• [TEKS BACAAN]

=-=-=-=-=

Kontradiksi Klaim FISIP Menuju Ramah Disabilitas dan Pemindahan Patung Diponegoro yang Problematis
LPM OPINI – Selama setahun terakhir, Fakultas Ilmu Sosial dan Ilmu Politik Universitas Diponegoro (FISIP Undip) melakukan pembenahan infrastruktur dengan dalih membangun sarana no one left behind yang ditujukan sebagai bentuk kepedulian terhadap kawan disabilitas dan lansia. Peremajaan ini dikatakan pihak dekanat sebagai salah satu bentuk pemenuhan konsep Sustainable Development Goals (SDGs) atau tujuan pembangunan berkelanjutan.
“Dalam World Class University kita dituntut untuk akreditasi internasional yang mampu mengkolaborasikan standar dalam greenmetric yaitu penataan lingkungan yang ramah dan SDGs konsep pendidikan inklusif di mana no one left behind, salah satunya penyediaan sarpras akses dan mobilitas untuk difabel dan elderly,” jelas Hardi Warsono selaku Dekan FISIP Undip saat diwawancara LPM OPINI pada Sabtu (6/3).
Diketahui semenjak lingkungan kampus nihil dari rutinitas mahasiswa, FISIP Undip telah melakukan perubahan cukup signifikan mulai dari pembangunan elevator hingga pemindahan patung Pangeran Diponegorodi lintasan ramp; yang keduanya berkebalikan satu sama lain dalam konteks ramah disabilitas.
Pembangunan Elevator dan Masalah yang Belum Selesai
Jika menengok sejenak ke belakang, kampus FISIP Undip memang sudah mempunyai beberapa ramp (jalur landai), tetapi nyatanya hal ini masih belum cukup untuk memberikan rasa nyaman dan aman bagi kawan disabilitas. Terlebih hanya pihak pengajar disabilitas yang diberikan fasilitas untuk melakukan kegiatan perkuliahan di lantai dasar.
“Saat ini tampaknya baru saya yang kebetulan sebagai pengajar, mendapatkan fasilitas untuk selalu dapat memberi kuliah di lantai 1 karena keterbatasan saya. Karena beberapa waktu lalu saya pernah melihat juga mahasiswa kawan disabilitas yang harus kuliah di lantai 3. Rasanya memang tidak adil,” ungkap Sri Budi Lestari, dosen penyandang tunadaksa di FISIP Undip.
Meski demikian, ia berharap dengan dibangunnya elevator nantinya akan memudahkan kawan disabilitas dalam menjangkau tiap sudut-sudut kampus.

=-=-=-=-=

• [CUPLIKAN ENTRI]
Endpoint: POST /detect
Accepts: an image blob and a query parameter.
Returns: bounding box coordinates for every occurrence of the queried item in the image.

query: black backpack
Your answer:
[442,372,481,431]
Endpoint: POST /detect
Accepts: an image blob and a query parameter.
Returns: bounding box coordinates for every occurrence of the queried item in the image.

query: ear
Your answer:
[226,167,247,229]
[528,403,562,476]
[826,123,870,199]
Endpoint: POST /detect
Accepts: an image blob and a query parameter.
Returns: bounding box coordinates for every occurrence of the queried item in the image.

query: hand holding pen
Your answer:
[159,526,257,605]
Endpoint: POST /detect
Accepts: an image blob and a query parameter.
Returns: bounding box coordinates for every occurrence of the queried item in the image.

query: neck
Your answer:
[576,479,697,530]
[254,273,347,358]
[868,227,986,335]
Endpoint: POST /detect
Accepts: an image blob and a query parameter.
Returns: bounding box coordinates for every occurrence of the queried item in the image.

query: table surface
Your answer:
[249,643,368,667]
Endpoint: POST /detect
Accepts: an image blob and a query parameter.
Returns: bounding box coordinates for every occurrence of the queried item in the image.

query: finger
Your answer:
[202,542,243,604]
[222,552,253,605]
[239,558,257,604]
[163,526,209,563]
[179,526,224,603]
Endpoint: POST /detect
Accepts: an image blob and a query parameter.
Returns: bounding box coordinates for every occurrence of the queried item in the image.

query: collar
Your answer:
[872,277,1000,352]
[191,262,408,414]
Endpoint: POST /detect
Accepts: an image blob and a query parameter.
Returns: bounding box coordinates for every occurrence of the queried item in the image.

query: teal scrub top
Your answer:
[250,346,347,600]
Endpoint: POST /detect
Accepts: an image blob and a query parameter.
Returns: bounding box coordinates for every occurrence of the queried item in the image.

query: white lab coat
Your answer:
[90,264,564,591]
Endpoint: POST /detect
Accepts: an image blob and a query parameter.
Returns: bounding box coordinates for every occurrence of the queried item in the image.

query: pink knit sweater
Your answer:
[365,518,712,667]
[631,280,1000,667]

=-=-=-=-=

• [TUJUAN 1] Menurut teks bacaan, pihak dekanat menyebut peremajaan infrastruktur FISIP Undip sebagai bentuk pemenuhan konsep apa?
• [TUJUAN 2] Berdasarkan teks bacaan, jelaskan mengapa Sri Budi Lestari merasa keadaan di FISIP Undip tidak adil.

• [HASIL TUGAS 1] Konsep Sustainable Development Goals (SDGs) atau tujuan pembangunan berkelanjutan.

• [HASIL TUGAS 2] Sri Budi Lestari, sebagai pengajar, mendapat fasilitas untuk selalu memberi kuliah di lantai 1 karena keterbatasannya. Namun, beberapa waktu lalu ia pernah melihat mahasiswa kawan disabilitas yang harus kuliah di lantai 3.